19.  Par ailleurs, la Cour a déjà eu l’occasion de constater que l’ordre juridique hellénique n’offre pas aux intéressés un recours effectif au sens de l’article 13 de la Convention leur permettant de se plaindre de la durée d’une procédure pénale (voir mutatis mutandis, Konti-Arvaniti c. Grèce, no 53401/99, §§ 29-30, 10 avril 2003 et Tsoukalas c. Grèce, no 12286/08, §§ 37-43, 22 juillet 2010). La Cour ne distingue en l’espèce aucune raison de s’écarter de cette jurisprudence, d’autant plus que le Gouvernement n’affirme pas que l’ordre juridique hellénique fût entre-temps doté d’une telle voie de recours.
20.  Dès lors, la Cour estime qu’en l’espèce il y a eu violation de l’article 13 de la Convention en raison de l’absence en droit interne d’un recours qui aurait permis au requérant d’obtenir la sanction de son droit à voir sa cause entendue dans un délai raisonnable, au sens de l’article 6 § 1 de la Convention.
III.  SUR L’APPLICATION DE L’ARTICLE 41 DE LA CONVENTION
21.  Aux termes de l’article 41 de la Convention,
« Si la Cour déclare qu’il y a eu violation de la Convention ou de ses Protocoles, et si le droit interne de la Haute Partie contractante ne permet d’effacer qu’imparfaitement les conséquences de cette violation, la Cour accorde à la partie lésée, s’il y a lieu, une satisfaction équitable. »
A.  Dommage
22.  Le requérant réclame 20 000 euros (EUR) au titre du préjudice moral qu’il aurait subi.
23.   Le Gouvernement estime que la somme réclamée est excessive et qu’un constat de violation constituerait une satisfaction équitable suffisante.
24.  La Cour estime qu’il y a lieu d’octroyer au requérant 4 000 EUR au titre du préjudice moral, plus tout montant pouvant être dû à titre d’impôt.
B.  Frais et dépens
25.  Le requérant n’a présenté aucune demande au titre des frais et dépens. Partant, la Cour estime qu’il n’y a pas lieu de lui octroyer de somme à ce titre.
C.  Intérêts moratoires
26.  La Cour juge approprié de calquer le taux des intérêts moratoires sur le taux d’intérêt de la facilité de prêt marginal de la Banque centrale européenne majoré de trois points de pourcentage.

* _Lignes de données_
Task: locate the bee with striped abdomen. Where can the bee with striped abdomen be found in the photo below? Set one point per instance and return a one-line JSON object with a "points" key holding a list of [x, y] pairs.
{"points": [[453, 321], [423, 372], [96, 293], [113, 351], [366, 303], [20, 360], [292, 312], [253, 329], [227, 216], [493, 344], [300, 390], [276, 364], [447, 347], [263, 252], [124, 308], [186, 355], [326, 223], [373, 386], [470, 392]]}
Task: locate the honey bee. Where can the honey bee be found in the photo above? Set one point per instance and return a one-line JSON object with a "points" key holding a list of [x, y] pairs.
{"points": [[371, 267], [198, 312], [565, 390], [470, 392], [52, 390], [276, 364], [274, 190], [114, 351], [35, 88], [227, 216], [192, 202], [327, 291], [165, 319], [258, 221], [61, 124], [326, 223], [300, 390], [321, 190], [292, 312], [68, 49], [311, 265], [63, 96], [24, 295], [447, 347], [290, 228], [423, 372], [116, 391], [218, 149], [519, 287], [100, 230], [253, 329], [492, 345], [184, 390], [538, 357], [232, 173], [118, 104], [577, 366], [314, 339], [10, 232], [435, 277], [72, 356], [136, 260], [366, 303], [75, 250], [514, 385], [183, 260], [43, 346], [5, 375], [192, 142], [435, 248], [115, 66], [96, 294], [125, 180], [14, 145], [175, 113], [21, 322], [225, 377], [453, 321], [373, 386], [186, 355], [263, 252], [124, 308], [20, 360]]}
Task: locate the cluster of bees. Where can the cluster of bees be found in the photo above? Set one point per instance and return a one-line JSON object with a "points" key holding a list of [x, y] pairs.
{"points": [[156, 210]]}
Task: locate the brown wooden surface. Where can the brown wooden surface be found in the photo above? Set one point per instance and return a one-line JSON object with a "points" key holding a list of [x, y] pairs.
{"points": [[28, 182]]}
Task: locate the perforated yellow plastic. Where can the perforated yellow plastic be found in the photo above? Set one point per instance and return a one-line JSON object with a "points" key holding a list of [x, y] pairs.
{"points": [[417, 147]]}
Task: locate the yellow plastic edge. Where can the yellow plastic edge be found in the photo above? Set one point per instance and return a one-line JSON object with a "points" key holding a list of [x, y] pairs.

* _Énoncé de la tâche_
Selon l'extrait fourni, quelle somme la Cour octroie-t-elle au requérant au titre du préjudice moral ?

* _Réponse définitive_
4 000 EUR, plus tout montant pouvant être dû à titre d'impôt.